Work instructions
Without including the pictures, copy each line below exactly as it reads.

Exercise material
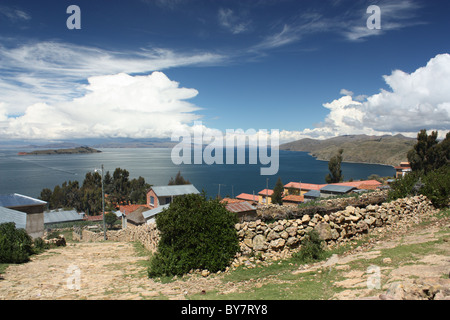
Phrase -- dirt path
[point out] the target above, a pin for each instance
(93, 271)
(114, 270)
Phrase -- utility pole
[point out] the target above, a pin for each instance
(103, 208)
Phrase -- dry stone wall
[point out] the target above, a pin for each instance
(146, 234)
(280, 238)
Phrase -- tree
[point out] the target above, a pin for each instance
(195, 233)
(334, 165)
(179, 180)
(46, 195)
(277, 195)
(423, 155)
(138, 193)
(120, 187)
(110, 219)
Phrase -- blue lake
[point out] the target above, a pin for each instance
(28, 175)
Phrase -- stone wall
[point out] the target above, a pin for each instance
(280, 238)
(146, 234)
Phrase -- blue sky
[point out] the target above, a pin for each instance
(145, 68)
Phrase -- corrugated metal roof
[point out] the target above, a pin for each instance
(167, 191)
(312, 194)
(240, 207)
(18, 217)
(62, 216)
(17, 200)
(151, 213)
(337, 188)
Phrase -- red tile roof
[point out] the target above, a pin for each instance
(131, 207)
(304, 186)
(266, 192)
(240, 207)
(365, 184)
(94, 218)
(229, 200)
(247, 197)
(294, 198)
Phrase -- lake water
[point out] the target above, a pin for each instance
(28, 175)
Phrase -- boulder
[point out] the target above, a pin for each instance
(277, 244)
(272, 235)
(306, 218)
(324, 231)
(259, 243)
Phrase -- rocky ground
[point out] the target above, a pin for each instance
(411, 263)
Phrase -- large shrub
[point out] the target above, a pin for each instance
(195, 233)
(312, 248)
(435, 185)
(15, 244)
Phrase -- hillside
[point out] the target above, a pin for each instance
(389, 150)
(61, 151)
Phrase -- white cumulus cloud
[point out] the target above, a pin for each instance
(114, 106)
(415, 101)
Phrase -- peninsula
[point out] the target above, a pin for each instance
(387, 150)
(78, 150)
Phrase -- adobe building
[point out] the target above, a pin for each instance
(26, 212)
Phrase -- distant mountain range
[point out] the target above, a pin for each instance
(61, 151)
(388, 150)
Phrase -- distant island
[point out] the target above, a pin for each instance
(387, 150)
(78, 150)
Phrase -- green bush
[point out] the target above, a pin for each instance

The answer
Phrase -- dirt path
[point out] the target above, a pin for each instance
(93, 271)
(114, 270)
Phrase -- utility pole
[point out] the target above, a pin for each instance
(103, 208)
Phrase -- dry stone wall
[point out] the target above, a pin for each instance
(146, 234)
(280, 238)
Phrase -- tree
[point out] the target above, a pin for each instance
(195, 233)
(334, 165)
(179, 180)
(46, 195)
(277, 195)
(423, 155)
(138, 193)
(120, 187)
(110, 219)
Phrase -- blue lake
[point out] the target above, a pin for each instance
(28, 175)
Phrase -- stone wall
[point out] the target above, a pin for each instance
(280, 238)
(146, 234)
Phrase -- blue sky
[point out] the target above, a pin for each instance
(145, 68)
Phrase -- corrugated metal roof
[point out] the target above, a pin for each instance
(167, 191)
(312, 194)
(240, 207)
(18, 217)
(62, 216)
(17, 200)
(151, 213)
(337, 188)
Phrase -- red tile roof
[point out] the target above, a pin for each instance
(131, 207)
(304, 186)
(266, 192)
(240, 207)
(365, 184)
(94, 218)
(229, 200)
(247, 197)
(294, 198)
Phrase -- lake water
[point out] the target above, a pin for each instance
(28, 175)
Phrase -- boulder
[point out] the target above, a pin for each instance
(277, 244)
(272, 235)
(306, 218)
(324, 231)
(259, 243)
Phrase -- rocky ground
[point out] the target above, a pin for each instance
(411, 263)
Phrase -- large shrub
[point out] the target above, a pin for each instance
(195, 233)
(312, 248)
(435, 185)
(15, 244)
Phrase -- hillside
[point out] the target above, a pin for each instance
(389, 150)
(61, 151)
Phrase -- white cumulus cloud
[point out] the target above, a pin for each instance
(114, 106)
(415, 101)
Phrase -- peninsula
[point out] the target above, a pin for each instance
(387, 150)
(78, 150)
Phrase -- adobe building
[point out] the target above, a pin for each instance
(26, 212)
Phrase -- distant mountain range
[point out] the target above, a pin for each instance
(61, 151)
(388, 150)
Phrase -- distant island
[point out] the target above, a pin for each instance
(387, 150)
(78, 150)
Phrase -- green bush
[point out] the target above, a pin for each instance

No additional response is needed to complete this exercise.